* begin Source *

UNITED STATES
SECURITIES AND EXCHANGE COMMISSION
WASHINGTON, D.C. 20549
FORM 8-K
CURRENT REPORT
Pursuant to Section 13 or 15(d) of the Securities Exchange Act of 1934
Date of Report (Date of Earliest Event Reported): December 2, 2014
ACADIA REALTY TRUST
(Exact name of registrant as specified in its charter)
Maryland | 1-12002 | 23-2715194 |
(State or other jurisdiction of incorporation) | (Commission File Number) | (I.R.S. Employer Identification No.) |
1311 Mamaroneck Avenue
Suite 260
White Plains, New York 10605
(Address of principal executive offices) (Zip Code)
(914) 288-8100
(registrant’s telephone number, including area code)
N/A
(Former name or former address, if changed since last report)
Check the appropriate box below if the Form 8-K filing is intended to simultaneously satisfy the filing obligation of the registrant under any of the following provisions:
¨ Written communications pursuant to Rule 425 under the Securities Act (17 CFR 230.425)
¨ Soliciting material pursuant to Rule 14a-12 under the Exchange Act (17 CFR 240.14a-12)
¨ Pre-commencement communications pursuant to Rule 14d-2(b) under the Exchange Act (17 CFR 240.14d-2(b))
¨ Pre-commencement communications pursuant to Rule 13e-4(c) under the Exchange Act (17 CFR 240.13e-4(c))
Item 8.01 Other Events.
On December 2, 2014 Acadia Realty Trust (the “Trust”), and Acadia Realty Limited Partnership (the “Partnership” and together with the Trust, the “Company”) entered into an ATM Equity Offering Sales Agreement (the “Sales Agreement”) with each of Merrill Lynch, Pierce, Fenner & Smith Incorporated, Barclays Capital Inc., Wells Fargo Securities, LLC, Goldman, Sachs & Co., and Citigroup Global Markets Inc., which will act as sales agents (the “Sales Agents”) to sell, from time to time, the Company’s common shares of beneficial interest, par value $0.001 per share (“Common Shares”), having an aggregate sale price up to $200,000,000, through an “at the market” equity offering program (the “ATM”). The Common Shares will be issued pursuant to the Company’s shelf registration statement on Form S-3 ASR (File No. 333-195665). The Company filed a prospectus supplement, dated December 2, 2014, with the Securities and Exchange Commission in connection with the offer and sale of the Common Shares being sold pursuant to this offering program.

* end Source *
* begin Information provided *

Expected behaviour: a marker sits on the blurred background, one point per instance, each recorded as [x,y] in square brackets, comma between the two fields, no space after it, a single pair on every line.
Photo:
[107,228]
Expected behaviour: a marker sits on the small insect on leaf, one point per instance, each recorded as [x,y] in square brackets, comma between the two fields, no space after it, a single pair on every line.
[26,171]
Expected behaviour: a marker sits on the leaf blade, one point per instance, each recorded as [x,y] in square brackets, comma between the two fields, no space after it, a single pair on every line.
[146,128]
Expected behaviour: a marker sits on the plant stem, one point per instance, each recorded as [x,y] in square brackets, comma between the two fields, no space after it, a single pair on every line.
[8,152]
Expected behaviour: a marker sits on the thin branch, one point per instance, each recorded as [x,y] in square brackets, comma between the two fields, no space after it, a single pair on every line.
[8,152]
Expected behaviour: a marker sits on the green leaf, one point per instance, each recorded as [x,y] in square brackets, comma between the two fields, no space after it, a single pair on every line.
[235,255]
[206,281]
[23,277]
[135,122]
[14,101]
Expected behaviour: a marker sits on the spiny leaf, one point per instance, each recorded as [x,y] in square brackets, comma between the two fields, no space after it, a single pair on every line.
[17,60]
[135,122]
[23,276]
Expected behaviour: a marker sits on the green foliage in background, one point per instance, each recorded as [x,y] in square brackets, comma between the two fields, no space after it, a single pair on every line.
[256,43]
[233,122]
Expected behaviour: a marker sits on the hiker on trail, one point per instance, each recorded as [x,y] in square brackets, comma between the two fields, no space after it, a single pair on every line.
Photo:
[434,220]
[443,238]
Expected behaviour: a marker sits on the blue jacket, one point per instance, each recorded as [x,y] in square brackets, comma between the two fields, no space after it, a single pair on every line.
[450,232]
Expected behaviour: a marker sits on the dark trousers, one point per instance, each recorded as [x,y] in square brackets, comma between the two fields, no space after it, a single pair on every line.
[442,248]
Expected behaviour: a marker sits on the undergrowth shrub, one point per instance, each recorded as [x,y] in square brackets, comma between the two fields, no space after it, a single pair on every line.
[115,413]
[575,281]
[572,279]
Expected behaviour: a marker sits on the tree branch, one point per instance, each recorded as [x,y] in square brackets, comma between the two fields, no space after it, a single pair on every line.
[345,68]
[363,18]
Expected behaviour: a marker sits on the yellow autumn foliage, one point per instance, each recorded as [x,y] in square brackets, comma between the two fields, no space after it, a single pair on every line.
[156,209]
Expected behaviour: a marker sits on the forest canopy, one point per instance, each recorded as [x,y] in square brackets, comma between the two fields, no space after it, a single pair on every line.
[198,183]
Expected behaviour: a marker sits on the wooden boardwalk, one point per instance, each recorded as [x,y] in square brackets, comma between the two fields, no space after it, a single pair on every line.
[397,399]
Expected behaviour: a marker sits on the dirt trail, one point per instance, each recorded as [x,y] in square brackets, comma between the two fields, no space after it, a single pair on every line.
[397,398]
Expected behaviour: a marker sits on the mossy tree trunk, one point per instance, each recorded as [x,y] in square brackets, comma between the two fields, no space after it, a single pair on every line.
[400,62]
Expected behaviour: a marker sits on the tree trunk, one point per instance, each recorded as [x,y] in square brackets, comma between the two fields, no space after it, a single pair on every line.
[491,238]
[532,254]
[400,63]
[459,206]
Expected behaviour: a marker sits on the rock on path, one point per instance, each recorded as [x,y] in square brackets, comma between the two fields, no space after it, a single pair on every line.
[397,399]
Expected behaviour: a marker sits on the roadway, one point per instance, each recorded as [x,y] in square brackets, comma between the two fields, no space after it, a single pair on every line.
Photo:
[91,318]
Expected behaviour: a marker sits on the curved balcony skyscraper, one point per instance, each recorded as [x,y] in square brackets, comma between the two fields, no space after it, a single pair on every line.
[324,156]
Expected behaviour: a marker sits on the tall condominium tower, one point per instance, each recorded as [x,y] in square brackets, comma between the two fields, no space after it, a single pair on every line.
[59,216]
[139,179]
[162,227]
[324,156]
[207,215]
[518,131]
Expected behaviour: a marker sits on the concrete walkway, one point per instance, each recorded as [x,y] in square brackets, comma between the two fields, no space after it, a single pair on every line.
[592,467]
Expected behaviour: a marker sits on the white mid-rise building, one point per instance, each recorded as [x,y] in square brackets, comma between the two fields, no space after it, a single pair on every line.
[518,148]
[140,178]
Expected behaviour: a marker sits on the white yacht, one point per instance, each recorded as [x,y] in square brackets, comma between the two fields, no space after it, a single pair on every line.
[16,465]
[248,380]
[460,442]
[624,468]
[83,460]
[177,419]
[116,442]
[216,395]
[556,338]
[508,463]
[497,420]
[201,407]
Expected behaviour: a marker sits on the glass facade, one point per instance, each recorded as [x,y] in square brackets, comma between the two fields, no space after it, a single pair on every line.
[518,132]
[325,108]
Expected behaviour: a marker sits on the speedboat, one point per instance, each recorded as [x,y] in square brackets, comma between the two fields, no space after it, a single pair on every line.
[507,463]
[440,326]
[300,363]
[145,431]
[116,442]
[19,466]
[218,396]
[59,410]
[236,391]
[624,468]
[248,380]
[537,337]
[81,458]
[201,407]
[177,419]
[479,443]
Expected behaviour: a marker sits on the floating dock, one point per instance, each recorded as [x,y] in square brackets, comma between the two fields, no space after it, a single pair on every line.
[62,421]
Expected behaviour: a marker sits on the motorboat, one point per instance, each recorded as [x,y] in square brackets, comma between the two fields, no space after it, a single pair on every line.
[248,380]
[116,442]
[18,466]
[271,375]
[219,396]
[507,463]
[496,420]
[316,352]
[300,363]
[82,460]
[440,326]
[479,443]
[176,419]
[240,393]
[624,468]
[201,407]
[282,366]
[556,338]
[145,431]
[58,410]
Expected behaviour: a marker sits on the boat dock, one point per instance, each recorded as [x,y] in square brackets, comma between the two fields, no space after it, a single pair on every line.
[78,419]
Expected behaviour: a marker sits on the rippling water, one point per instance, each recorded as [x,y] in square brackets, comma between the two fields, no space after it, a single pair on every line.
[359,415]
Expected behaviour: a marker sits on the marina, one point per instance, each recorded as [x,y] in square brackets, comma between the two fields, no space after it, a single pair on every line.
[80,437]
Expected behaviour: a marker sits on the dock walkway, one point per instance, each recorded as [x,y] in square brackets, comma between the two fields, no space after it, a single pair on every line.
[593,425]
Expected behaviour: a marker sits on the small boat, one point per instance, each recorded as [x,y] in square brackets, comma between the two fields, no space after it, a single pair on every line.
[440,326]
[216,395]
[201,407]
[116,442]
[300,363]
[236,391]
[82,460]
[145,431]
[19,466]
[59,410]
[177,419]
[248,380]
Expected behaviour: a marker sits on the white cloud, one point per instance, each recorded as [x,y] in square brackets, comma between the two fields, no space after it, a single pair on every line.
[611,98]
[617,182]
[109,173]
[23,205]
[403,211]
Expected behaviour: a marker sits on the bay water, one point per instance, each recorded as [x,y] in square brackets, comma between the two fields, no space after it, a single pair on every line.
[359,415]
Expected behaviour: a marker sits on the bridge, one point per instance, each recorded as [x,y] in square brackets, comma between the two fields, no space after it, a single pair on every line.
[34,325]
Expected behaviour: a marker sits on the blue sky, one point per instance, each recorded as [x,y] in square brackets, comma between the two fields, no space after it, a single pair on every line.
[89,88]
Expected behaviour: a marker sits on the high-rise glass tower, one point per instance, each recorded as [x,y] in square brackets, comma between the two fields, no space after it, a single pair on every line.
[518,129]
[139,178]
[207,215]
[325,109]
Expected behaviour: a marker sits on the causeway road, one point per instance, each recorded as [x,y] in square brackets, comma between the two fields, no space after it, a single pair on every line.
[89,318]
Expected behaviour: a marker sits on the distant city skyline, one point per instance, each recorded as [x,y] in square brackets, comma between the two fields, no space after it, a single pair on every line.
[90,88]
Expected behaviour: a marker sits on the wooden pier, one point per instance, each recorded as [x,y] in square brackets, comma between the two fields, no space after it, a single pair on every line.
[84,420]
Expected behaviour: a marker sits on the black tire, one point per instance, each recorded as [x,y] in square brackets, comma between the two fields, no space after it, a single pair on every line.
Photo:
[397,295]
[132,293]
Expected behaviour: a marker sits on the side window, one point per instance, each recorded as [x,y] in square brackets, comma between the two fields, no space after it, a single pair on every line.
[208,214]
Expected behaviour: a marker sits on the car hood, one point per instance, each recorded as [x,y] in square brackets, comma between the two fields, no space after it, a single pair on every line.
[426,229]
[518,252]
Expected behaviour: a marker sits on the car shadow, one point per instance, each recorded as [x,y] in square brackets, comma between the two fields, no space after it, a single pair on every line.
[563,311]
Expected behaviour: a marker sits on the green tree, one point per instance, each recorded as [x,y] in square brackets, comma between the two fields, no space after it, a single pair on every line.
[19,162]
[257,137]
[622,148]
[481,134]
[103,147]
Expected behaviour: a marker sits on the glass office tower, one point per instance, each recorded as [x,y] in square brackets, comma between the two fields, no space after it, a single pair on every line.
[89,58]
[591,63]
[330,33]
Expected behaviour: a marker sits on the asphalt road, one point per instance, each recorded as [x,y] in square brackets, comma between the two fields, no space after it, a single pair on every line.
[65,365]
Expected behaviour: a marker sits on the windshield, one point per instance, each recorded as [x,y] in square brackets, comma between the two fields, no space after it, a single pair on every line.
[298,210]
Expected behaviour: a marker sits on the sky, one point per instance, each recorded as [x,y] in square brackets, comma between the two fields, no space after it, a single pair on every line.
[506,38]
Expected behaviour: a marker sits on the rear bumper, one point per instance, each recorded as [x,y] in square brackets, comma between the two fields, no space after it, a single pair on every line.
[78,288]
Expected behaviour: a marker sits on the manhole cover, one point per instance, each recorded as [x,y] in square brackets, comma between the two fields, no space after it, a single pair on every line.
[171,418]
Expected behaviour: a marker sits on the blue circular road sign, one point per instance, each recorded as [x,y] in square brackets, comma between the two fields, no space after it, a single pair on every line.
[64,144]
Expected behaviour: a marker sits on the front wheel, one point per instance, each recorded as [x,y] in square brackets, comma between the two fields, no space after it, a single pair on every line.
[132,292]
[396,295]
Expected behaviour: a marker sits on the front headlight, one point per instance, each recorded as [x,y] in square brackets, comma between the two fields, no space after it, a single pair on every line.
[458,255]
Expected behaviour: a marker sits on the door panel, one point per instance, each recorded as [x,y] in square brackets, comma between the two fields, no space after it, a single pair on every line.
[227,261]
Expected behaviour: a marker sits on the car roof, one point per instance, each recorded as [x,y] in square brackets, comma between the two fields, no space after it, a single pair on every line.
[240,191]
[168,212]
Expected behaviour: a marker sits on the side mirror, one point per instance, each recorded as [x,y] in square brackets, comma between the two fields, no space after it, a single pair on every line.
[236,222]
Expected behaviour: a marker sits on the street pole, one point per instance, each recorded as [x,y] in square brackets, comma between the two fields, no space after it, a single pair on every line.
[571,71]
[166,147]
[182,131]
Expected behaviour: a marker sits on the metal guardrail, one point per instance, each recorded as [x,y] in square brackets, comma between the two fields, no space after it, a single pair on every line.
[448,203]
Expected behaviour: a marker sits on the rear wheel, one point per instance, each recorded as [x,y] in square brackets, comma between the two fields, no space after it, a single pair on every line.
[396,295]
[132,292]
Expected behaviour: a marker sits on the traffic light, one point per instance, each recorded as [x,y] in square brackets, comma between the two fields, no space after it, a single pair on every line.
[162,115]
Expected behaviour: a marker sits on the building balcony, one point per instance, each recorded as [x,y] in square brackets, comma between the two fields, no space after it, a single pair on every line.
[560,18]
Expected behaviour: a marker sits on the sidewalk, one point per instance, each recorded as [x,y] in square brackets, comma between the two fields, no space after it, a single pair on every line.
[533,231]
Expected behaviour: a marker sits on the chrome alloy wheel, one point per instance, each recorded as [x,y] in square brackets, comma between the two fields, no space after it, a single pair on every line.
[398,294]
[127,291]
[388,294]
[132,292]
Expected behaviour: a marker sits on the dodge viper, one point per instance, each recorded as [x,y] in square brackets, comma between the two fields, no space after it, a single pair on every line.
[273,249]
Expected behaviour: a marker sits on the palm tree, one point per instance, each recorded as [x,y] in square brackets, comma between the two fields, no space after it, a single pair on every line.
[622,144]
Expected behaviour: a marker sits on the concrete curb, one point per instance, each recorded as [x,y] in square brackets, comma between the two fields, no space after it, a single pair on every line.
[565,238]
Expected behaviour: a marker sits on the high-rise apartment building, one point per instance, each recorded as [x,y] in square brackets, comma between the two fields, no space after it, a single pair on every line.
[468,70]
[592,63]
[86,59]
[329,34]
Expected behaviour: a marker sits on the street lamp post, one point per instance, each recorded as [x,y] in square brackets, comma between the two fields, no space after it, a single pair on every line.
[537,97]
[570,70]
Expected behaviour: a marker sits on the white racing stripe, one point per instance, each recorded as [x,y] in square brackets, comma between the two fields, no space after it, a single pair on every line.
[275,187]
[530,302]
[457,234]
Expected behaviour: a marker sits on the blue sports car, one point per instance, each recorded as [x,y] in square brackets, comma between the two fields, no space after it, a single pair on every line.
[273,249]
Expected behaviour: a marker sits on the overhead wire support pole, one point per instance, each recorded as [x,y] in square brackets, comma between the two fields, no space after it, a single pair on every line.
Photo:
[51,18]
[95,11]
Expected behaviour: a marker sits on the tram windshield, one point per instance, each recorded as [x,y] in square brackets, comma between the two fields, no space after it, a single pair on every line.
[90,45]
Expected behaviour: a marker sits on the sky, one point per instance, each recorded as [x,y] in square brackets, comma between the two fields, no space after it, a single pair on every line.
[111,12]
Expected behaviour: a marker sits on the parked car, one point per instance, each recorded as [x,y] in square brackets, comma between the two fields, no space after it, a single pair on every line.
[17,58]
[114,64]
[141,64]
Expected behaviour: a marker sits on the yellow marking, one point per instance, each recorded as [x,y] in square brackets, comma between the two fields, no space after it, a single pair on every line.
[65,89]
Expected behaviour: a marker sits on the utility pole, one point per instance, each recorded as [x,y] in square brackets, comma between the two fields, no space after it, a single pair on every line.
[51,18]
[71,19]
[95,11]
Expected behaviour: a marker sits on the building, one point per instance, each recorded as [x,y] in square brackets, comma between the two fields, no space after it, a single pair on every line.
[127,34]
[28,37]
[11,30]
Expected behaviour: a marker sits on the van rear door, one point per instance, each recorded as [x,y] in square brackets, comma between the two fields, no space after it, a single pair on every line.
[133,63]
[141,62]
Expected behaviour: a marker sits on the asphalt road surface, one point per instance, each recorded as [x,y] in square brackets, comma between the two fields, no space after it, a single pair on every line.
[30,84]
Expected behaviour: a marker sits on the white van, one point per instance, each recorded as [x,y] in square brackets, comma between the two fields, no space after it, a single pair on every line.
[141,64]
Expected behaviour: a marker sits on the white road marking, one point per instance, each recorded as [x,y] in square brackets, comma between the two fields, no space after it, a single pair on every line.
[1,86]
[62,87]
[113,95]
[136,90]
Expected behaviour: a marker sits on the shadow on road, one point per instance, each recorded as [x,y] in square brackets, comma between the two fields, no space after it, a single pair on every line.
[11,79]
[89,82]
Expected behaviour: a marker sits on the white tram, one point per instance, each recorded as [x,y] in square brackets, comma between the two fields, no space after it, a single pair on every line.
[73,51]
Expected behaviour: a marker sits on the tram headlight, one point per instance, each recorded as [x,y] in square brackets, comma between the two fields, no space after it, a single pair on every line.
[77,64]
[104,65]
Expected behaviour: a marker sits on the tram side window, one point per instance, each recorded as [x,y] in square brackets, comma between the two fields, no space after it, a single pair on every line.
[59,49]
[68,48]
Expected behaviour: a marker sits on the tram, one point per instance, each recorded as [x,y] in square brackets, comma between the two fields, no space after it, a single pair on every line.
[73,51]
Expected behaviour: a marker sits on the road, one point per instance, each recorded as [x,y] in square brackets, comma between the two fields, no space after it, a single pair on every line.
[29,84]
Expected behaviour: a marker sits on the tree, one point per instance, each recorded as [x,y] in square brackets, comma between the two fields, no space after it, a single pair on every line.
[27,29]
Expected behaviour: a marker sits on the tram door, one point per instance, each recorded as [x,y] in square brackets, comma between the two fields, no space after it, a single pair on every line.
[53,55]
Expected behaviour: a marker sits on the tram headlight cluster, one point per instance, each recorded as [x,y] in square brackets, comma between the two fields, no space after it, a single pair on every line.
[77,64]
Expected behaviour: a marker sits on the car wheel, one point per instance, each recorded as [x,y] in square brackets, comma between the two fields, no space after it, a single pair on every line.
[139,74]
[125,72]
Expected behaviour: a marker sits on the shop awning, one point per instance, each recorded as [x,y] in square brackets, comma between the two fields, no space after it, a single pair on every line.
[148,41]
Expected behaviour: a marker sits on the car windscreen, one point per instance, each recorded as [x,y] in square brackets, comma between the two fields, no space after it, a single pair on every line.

* end Information provided *

Aim of the task >> Set down everything in the Acadia Realty Trust filing from "Maryland | 1-12002" down to "(17 CFR 240.14a-12)", keeping every word and mark unchanged.

Task result >>
Maryland | 1-12002 | 23-2715194 |
(State or other jurisdiction of incorporation) | (Commission File Number) | (I.R.S. Employer Identification No.) |
1311 Mamaroneck Avenue
Suite 260
White Plains, New York 10605
(Address of principal executive offices) (Zip Code)
(914) 288-8100
(registrant’s telephone number, including area code)
N/A
(Former name or former address, if changed since last report)
Check the appropriate box below if the Form 8-K filing is intended to simultaneously satisfy the filing obligation of the registrant under any of the following provisions:
¨ Written communications pursuant to Rule 425 under the Securities Act (17 CFR 230.425)
¨ Soliciting material pursuant to Rule 14a-12 under the Exchange Act (17 CFR 240.14a-12)